↓↓↓

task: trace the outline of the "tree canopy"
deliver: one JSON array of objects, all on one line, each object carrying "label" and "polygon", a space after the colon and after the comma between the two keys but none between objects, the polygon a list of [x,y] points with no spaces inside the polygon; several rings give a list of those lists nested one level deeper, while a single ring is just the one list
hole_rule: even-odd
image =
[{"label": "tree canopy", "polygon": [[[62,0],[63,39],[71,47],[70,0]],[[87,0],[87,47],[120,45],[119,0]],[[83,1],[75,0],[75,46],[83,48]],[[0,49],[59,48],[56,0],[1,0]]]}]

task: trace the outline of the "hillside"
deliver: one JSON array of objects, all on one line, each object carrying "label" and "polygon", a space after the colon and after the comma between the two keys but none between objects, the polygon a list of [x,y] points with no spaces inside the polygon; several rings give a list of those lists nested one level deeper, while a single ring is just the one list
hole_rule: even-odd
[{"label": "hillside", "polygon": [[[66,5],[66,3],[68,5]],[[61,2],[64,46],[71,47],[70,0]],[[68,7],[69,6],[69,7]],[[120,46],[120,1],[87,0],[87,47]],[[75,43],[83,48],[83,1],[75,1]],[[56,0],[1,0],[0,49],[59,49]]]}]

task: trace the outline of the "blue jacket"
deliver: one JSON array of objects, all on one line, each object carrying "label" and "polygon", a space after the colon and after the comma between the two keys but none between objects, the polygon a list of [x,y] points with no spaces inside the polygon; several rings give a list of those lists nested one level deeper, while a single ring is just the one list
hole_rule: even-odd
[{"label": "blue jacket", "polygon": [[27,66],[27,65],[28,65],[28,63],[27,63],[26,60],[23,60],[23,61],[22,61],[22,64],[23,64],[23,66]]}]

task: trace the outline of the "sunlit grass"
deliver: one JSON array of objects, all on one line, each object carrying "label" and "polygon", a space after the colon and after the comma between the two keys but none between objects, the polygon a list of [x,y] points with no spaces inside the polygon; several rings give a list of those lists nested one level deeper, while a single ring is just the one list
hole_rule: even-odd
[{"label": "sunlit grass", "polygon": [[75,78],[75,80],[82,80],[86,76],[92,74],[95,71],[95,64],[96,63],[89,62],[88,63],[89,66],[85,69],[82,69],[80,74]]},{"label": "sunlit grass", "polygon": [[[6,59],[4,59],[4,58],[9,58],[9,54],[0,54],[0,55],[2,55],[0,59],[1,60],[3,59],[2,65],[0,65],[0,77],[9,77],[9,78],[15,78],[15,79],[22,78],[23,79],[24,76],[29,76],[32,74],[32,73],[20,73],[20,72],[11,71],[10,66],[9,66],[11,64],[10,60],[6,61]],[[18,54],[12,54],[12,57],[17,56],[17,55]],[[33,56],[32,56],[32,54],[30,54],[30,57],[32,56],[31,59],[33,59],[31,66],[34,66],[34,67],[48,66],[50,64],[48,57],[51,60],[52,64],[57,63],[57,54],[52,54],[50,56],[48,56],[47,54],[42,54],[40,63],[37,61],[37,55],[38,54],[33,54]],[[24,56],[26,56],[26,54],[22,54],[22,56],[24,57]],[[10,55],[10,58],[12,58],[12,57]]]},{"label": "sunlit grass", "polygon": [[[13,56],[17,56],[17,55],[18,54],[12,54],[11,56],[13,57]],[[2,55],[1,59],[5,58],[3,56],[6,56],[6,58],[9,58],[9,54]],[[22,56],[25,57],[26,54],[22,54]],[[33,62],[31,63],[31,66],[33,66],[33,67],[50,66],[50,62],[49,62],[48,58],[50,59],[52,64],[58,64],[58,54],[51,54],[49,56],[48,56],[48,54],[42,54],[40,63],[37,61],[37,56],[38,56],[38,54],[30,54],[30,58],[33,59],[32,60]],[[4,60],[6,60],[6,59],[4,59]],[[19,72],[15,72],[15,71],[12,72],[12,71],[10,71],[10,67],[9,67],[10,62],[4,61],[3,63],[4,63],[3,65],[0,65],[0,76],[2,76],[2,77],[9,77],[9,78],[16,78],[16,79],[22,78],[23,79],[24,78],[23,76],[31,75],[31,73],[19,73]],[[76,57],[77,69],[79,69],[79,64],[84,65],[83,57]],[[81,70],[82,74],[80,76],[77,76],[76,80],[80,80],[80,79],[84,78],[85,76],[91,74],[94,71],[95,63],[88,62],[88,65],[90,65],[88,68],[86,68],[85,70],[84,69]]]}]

↑↑↑

## PROBLEM TO WORK ON
Copy out the material in full, exactly as it reads.

## EXERCISE RESPONSE
task: trace the outline of the "tree canopy"
deliver: one JSON array of objects, all on one line, each object carrying "label" and "polygon", a space after the colon and after the comma between the two keys but none between objects, the polygon a list of [x,y] points with no spaces inside the polygon; several rings give a list of those lists nested one level deeper, while a single ring is just the one list
hole_rule: even-odd
image =
[{"label": "tree canopy", "polygon": [[[62,0],[63,39],[71,47],[70,0]],[[87,0],[87,47],[120,45],[119,0]],[[83,1],[75,0],[75,46],[83,48]],[[0,49],[59,48],[56,0],[1,0]]]}]

task: trace the outline of the "hillside"
deliver: one JSON array of objects, all on one line, each object carrying "label" and "polygon", a space after the colon and after the comma between the two keys but none between objects, the polygon a list of [x,y] points with no spaces inside the polygon; several rings give a list of those lists nested one level deeper, while a single ring is just the one list
hole_rule: even-odd
[{"label": "hillside", "polygon": [[[66,5],[66,3],[68,5]],[[61,2],[64,46],[71,47],[70,0]],[[68,7],[69,6],[69,7]],[[120,46],[120,1],[87,0],[87,47]],[[75,43],[83,48],[83,1],[75,1]],[[56,0],[1,0],[0,49],[59,49]]]}]

task: trace the outline of the "blue jacket"
deliver: one JSON array of objects, all on one line, each object carrying "label" and "polygon", a space after the colon and after the comma between the two keys but none between objects, the polygon a list of [x,y] points with no spaces inside the polygon; several rings give a list of those lists nested one level deeper, while a single ring is just the one list
hole_rule: even-odd
[{"label": "blue jacket", "polygon": [[27,66],[27,65],[28,65],[28,63],[27,63],[26,60],[23,60],[23,61],[22,61],[22,64],[23,64],[23,66]]}]

task: trace the outline of the "sunlit grass"
deliver: one JSON array of objects, all on one line, each object carrying "label" and "polygon", a space after the colon and after the comma between the two keys but none between objects, the polygon a list of [x,y] points with no spaces inside the polygon; several rings give a list of those lists nested one level deeper, while a single ring is just the one list
hole_rule: even-odd
[{"label": "sunlit grass", "polygon": [[75,78],[75,80],[82,80],[86,76],[92,74],[95,71],[95,64],[96,63],[89,62],[88,63],[89,66],[85,69],[82,69],[80,74]]},{"label": "sunlit grass", "polygon": [[[6,59],[4,59],[4,58],[9,58],[9,54],[0,54],[0,55],[2,55],[0,59],[1,60],[3,59],[2,65],[0,65],[0,77],[9,77],[9,78],[15,78],[15,79],[22,78],[23,79],[24,76],[29,76],[32,74],[32,73],[20,73],[20,72],[11,71],[10,66],[9,66],[11,64],[10,60],[6,61]],[[18,54],[12,54],[12,57],[17,56],[17,55]],[[33,56],[32,56],[32,54],[30,54],[30,57],[32,56],[31,59],[33,59],[31,66],[34,66],[34,67],[48,66],[50,64],[48,57],[51,60],[52,64],[57,63],[57,54],[52,54],[50,56],[48,56],[47,54],[42,54],[40,63],[37,61],[37,55],[38,54],[33,54]],[[24,56],[26,56],[26,54],[22,54],[22,56],[24,57]],[[10,55],[10,58],[12,58],[12,57]]]},{"label": "sunlit grass", "polygon": [[[13,56],[17,56],[17,55],[18,54],[12,54],[11,56],[13,57]],[[2,55],[1,59],[5,58],[3,56],[6,56],[6,58],[9,58],[9,54]],[[22,56],[25,57],[26,54],[22,54]],[[33,62],[31,63],[31,66],[33,66],[33,67],[50,66],[50,62],[49,62],[48,58],[50,59],[52,64],[58,64],[58,54],[51,54],[49,56],[48,56],[48,54],[42,54],[40,63],[37,61],[37,56],[38,56],[38,54],[30,54],[30,58],[33,59],[32,60]],[[4,60],[6,60],[6,59],[4,59]],[[19,72],[15,72],[15,71],[12,72],[12,71],[10,71],[10,67],[9,67],[10,62],[4,61],[3,63],[4,63],[3,65],[0,65],[0,76],[2,76],[2,77],[9,77],[9,78],[16,78],[16,79],[22,78],[23,79],[24,78],[23,76],[31,75],[31,73],[19,73]],[[76,57],[77,69],[79,69],[79,64],[84,65],[83,57]],[[81,70],[82,74],[80,76],[77,76],[76,80],[80,80],[80,79],[84,78],[85,76],[91,74],[94,71],[95,63],[88,62],[88,65],[90,65],[88,68],[86,68],[85,70],[84,69]]]}]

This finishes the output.